GIVEN EXERCISE: Copy out the material below word for word, leaving out the pictures.

SUPPLIED INFORMATION:
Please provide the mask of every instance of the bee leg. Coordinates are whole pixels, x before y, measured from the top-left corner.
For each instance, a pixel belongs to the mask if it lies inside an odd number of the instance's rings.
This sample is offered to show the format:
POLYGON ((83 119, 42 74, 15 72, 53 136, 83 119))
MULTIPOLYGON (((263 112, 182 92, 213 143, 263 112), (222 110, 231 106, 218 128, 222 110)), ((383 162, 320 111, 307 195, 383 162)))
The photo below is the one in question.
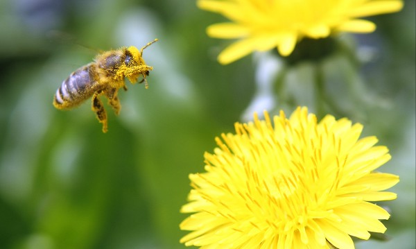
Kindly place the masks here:
POLYGON ((98 121, 103 123, 103 132, 107 132, 107 112, 104 109, 103 102, 98 98, 98 96, 101 92, 96 92, 92 96, 92 109, 93 112, 97 115, 98 121))
POLYGON ((116 114, 120 113, 120 109, 121 109, 121 105, 120 101, 117 96, 117 89, 110 88, 105 91, 105 96, 108 98, 108 103, 113 108, 116 114))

THE RESULT:
Please provide the mask of every instance of the bee leg. Coordinates are whole pixels, x before y, measured from the top-left corner.
For each instance, a pixel belongs to the mask if it lies inside an odd number of the instance's rings.
This sample is offered to show the format:
POLYGON ((83 119, 42 74, 15 72, 53 136, 83 119))
MULTIPOLYGON (((263 112, 182 92, 213 143, 263 112), (222 110, 231 106, 218 128, 222 110)), ((383 162, 320 111, 307 195, 383 162)))
The photo below is the one in question.
Kindly place the masks here:
POLYGON ((98 121, 103 123, 103 132, 107 132, 107 112, 104 109, 103 102, 98 98, 98 96, 101 92, 96 92, 92 96, 92 109, 93 112, 97 115, 98 121))
POLYGON ((116 114, 120 113, 120 109, 121 109, 121 105, 120 101, 117 96, 117 89, 110 88, 105 91, 105 96, 108 98, 108 103, 113 108, 116 114))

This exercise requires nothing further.